What is needed is the whole of the data, set down exactly.
INFORMATION SHOWN Start Marker
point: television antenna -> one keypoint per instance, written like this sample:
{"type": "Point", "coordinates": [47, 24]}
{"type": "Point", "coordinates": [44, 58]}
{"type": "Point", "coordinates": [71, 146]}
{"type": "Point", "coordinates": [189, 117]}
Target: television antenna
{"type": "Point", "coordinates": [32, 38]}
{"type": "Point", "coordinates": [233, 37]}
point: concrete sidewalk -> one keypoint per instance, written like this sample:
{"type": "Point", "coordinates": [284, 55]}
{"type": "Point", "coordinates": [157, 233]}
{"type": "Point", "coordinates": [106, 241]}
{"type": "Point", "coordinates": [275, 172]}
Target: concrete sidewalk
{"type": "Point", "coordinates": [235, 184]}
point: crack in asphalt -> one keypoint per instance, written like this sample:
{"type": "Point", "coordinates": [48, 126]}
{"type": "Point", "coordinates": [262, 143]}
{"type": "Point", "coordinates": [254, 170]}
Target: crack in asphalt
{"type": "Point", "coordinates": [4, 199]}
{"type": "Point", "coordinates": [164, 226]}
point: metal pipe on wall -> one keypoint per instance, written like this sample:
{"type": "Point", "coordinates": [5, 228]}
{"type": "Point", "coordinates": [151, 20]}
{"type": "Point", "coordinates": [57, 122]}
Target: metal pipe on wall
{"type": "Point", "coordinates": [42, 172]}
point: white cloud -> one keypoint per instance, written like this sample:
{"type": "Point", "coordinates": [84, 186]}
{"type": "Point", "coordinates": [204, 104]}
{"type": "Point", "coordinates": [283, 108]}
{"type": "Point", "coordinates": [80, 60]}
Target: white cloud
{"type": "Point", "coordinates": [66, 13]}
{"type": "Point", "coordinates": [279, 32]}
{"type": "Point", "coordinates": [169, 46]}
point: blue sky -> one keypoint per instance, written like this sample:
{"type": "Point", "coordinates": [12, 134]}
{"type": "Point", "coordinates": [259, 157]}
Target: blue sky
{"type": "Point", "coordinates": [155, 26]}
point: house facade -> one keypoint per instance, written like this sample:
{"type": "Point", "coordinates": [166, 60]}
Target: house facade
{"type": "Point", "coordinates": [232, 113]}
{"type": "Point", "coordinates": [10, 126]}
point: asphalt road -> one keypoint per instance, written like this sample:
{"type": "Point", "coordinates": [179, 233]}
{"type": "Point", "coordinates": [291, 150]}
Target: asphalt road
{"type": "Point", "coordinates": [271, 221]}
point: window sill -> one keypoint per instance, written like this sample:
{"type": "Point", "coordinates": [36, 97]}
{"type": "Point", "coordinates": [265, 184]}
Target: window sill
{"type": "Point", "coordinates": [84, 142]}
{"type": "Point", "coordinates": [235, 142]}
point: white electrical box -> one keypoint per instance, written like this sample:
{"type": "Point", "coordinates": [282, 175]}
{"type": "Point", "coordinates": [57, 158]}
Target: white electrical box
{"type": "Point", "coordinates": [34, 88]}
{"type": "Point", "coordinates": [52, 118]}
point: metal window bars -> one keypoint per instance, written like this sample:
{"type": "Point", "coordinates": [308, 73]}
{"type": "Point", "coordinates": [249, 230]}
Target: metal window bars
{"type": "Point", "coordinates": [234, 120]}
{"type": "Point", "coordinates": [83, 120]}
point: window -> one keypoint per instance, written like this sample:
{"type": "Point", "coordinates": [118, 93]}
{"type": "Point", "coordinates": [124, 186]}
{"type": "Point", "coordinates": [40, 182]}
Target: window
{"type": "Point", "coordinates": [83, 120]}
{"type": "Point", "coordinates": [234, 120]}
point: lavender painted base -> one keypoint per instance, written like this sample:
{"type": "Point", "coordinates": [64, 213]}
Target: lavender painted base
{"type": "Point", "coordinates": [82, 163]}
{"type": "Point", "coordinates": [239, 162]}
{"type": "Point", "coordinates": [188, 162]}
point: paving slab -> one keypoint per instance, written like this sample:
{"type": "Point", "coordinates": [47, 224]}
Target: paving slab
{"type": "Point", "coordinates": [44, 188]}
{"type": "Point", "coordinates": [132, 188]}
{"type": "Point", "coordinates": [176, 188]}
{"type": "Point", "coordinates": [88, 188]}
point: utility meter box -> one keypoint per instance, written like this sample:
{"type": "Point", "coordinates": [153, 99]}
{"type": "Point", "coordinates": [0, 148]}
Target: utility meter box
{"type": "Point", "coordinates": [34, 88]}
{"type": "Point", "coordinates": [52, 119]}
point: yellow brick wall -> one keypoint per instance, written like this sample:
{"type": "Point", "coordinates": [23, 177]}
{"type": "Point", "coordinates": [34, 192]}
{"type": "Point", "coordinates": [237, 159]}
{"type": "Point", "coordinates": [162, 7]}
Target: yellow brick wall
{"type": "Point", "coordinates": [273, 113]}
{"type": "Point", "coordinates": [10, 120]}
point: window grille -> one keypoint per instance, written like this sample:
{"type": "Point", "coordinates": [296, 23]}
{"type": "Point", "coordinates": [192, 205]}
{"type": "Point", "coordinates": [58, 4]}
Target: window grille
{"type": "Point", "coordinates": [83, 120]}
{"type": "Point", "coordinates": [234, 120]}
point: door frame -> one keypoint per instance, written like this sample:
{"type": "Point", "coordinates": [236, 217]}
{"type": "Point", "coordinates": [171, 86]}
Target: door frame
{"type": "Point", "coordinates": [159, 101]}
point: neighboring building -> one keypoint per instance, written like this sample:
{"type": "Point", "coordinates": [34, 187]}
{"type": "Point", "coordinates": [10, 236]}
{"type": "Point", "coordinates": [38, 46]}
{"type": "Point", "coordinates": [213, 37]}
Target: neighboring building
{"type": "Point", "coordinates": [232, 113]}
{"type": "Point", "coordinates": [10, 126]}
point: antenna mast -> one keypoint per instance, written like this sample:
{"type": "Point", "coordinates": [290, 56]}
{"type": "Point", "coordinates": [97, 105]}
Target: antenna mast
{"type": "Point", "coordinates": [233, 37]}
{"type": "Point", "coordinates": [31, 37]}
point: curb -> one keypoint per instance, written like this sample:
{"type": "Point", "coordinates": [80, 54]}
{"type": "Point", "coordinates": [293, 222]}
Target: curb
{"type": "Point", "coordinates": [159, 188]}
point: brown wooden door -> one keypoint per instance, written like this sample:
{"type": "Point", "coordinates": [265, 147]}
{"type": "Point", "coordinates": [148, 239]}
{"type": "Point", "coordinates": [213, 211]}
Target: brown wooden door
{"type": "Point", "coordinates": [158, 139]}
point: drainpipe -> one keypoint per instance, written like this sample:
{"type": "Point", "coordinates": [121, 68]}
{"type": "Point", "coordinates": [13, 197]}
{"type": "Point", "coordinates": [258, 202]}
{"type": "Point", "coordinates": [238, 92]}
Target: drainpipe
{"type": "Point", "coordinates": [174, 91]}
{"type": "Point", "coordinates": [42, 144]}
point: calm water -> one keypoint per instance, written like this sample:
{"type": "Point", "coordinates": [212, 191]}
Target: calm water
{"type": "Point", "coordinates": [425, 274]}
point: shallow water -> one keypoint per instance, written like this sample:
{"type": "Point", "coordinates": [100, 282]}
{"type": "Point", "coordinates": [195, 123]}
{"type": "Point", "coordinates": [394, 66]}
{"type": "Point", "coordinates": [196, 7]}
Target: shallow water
INFORMATION SHOWN End Marker
RESULT FOR THIS EXERCISE
point: television antenna -> one keypoint per instance, written like this sample:
{"type": "Point", "coordinates": [47, 24]}
{"type": "Point", "coordinates": [44, 58]}
{"type": "Point", "coordinates": [71, 146]}
{"type": "Point", "coordinates": [189, 117]}
Target: television antenna
{"type": "Point", "coordinates": [32, 38]}
{"type": "Point", "coordinates": [233, 37]}
point: concrete sidewalk -> one keypoint per instance, written like this sample:
{"type": "Point", "coordinates": [284, 55]}
{"type": "Point", "coordinates": [157, 233]}
{"type": "Point", "coordinates": [106, 241]}
{"type": "Point", "coordinates": [275, 172]}
Target: concrete sidewalk
{"type": "Point", "coordinates": [235, 184]}
point: crack in asphalt -> one keypoint per instance, written like this sample:
{"type": "Point", "coordinates": [48, 126]}
{"type": "Point", "coordinates": [262, 143]}
{"type": "Point", "coordinates": [254, 170]}
Target: crack in asphalt
{"type": "Point", "coordinates": [4, 199]}
{"type": "Point", "coordinates": [164, 226]}
point: metal pipe on wall -> one keypoint per instance, written like this sample:
{"type": "Point", "coordinates": [5, 228]}
{"type": "Point", "coordinates": [151, 20]}
{"type": "Point", "coordinates": [57, 122]}
Target: metal pipe on wall
{"type": "Point", "coordinates": [42, 172]}
point: white cloud -> one keypoint per instance, written like this sample:
{"type": "Point", "coordinates": [84, 186]}
{"type": "Point", "coordinates": [204, 104]}
{"type": "Point", "coordinates": [283, 108]}
{"type": "Point", "coordinates": [80, 60]}
Target: white cloud
{"type": "Point", "coordinates": [66, 13]}
{"type": "Point", "coordinates": [279, 32]}
{"type": "Point", "coordinates": [169, 46]}
point: blue sky -> one keypoint per instance, written like this sample:
{"type": "Point", "coordinates": [12, 134]}
{"type": "Point", "coordinates": [259, 157]}
Target: blue sky
{"type": "Point", "coordinates": [155, 26]}
point: house facade -> one keypoint per instance, written like this sample:
{"type": "Point", "coordinates": [166, 60]}
Target: house facade
{"type": "Point", "coordinates": [232, 113]}
{"type": "Point", "coordinates": [10, 126]}
point: asphalt road -> one keypoint per instance, written like this sample:
{"type": "Point", "coordinates": [179, 233]}
{"type": "Point", "coordinates": [291, 150]}
Target: asphalt road
{"type": "Point", "coordinates": [271, 221]}
point: window sill -> one keypoint per instance, written like this sample:
{"type": "Point", "coordinates": [36, 97]}
{"type": "Point", "coordinates": [265, 184]}
Target: window sill
{"type": "Point", "coordinates": [84, 142]}
{"type": "Point", "coordinates": [235, 142]}
point: white electrical box -> one keypoint per instance, written like this sample:
{"type": "Point", "coordinates": [282, 175]}
{"type": "Point", "coordinates": [57, 158]}
Target: white electrical box
{"type": "Point", "coordinates": [34, 88]}
{"type": "Point", "coordinates": [52, 118]}
point: metal window bars -> one keypoint per instance, written like this sample:
{"type": "Point", "coordinates": [308, 73]}
{"type": "Point", "coordinates": [249, 230]}
Target: metal window bars
{"type": "Point", "coordinates": [234, 120]}
{"type": "Point", "coordinates": [83, 120]}
point: window -> one keypoint per instance, written like this sample:
{"type": "Point", "coordinates": [118, 93]}
{"type": "Point", "coordinates": [124, 186]}
{"type": "Point", "coordinates": [40, 182]}
Target: window
{"type": "Point", "coordinates": [83, 120]}
{"type": "Point", "coordinates": [234, 120]}
point: lavender painted base -> one keypoint per instance, written like this sample:
{"type": "Point", "coordinates": [64, 213]}
Target: lavender painted base
{"type": "Point", "coordinates": [82, 163]}
{"type": "Point", "coordinates": [239, 162]}
{"type": "Point", "coordinates": [188, 162]}
point: paving slab -> one keypoint per instance, written like this sample:
{"type": "Point", "coordinates": [47, 224]}
Target: paving slab
{"type": "Point", "coordinates": [44, 188]}
{"type": "Point", "coordinates": [132, 188]}
{"type": "Point", "coordinates": [176, 188]}
{"type": "Point", "coordinates": [88, 188]}
point: utility meter box -> one keypoint per instance, written like this sample:
{"type": "Point", "coordinates": [153, 99]}
{"type": "Point", "coordinates": [0, 148]}
Target: utility meter box
{"type": "Point", "coordinates": [34, 88]}
{"type": "Point", "coordinates": [52, 119]}
point: yellow brick wall -> one keypoint per instance, written like this sample:
{"type": "Point", "coordinates": [23, 177]}
{"type": "Point", "coordinates": [34, 192]}
{"type": "Point", "coordinates": [237, 159]}
{"type": "Point", "coordinates": [162, 7]}
Target: yellow brick wall
{"type": "Point", "coordinates": [273, 113]}
{"type": "Point", "coordinates": [10, 120]}
point: window grille -> one keypoint per instance, written like this sample:
{"type": "Point", "coordinates": [296, 23]}
{"type": "Point", "coordinates": [192, 205]}
{"type": "Point", "coordinates": [58, 4]}
Target: window grille
{"type": "Point", "coordinates": [83, 120]}
{"type": "Point", "coordinates": [234, 120]}
point: door frame -> one keypoint per instance, written like this sample:
{"type": "Point", "coordinates": [236, 217]}
{"type": "Point", "coordinates": [171, 86]}
Target: door frame
{"type": "Point", "coordinates": [159, 101]}
point: neighboring building -> one keypoint per instance, written like this sample:
{"type": "Point", "coordinates": [34, 187]}
{"type": "Point", "coordinates": [10, 236]}
{"type": "Point", "coordinates": [38, 46]}
{"type": "Point", "coordinates": [213, 37]}
Target: neighboring building
{"type": "Point", "coordinates": [232, 113]}
{"type": "Point", "coordinates": [10, 126]}
point: antenna mast -> one keypoint per instance, written like this sample:
{"type": "Point", "coordinates": [290, 56]}
{"type": "Point", "coordinates": [97, 105]}
Target: antenna mast
{"type": "Point", "coordinates": [233, 37]}
{"type": "Point", "coordinates": [31, 37]}
point: curb -> one keypoint per instance, written like this sample:
{"type": "Point", "coordinates": [80, 54]}
{"type": "Point", "coordinates": [293, 222]}
Target: curb
{"type": "Point", "coordinates": [159, 188]}
point: brown wooden door -> one keypoint per instance, written like this sample:
{"type": "Point", "coordinates": [265, 147]}
{"type": "Point", "coordinates": [148, 239]}
{"type": "Point", "coordinates": [213, 211]}
Target: brown wooden door
{"type": "Point", "coordinates": [158, 139]}
point: drainpipe -> one keypoint per instance, written like this sample:
{"type": "Point", "coordinates": [121, 68]}
{"type": "Point", "coordinates": [13, 197]}
{"type": "Point", "coordinates": [258, 202]}
{"type": "Point", "coordinates": [238, 92]}
Target: drainpipe
{"type": "Point", "coordinates": [174, 91]}
{"type": "Point", "coordinates": [42, 144]}
point: calm water -> one keypoint per instance, written like this sample:
{"type": "Point", "coordinates": [212, 191]}
Target: calm water
{"type": "Point", "coordinates": [425, 274]}
point: shallow water -> one keypoint per instance, written like this sample:
{"type": "Point", "coordinates": [100, 282]}
{"type": "Point", "coordinates": [195, 123]}
{"type": "Point", "coordinates": [394, 66]}
{"type": "Point", "coordinates": [196, 7]}
Target: shallow water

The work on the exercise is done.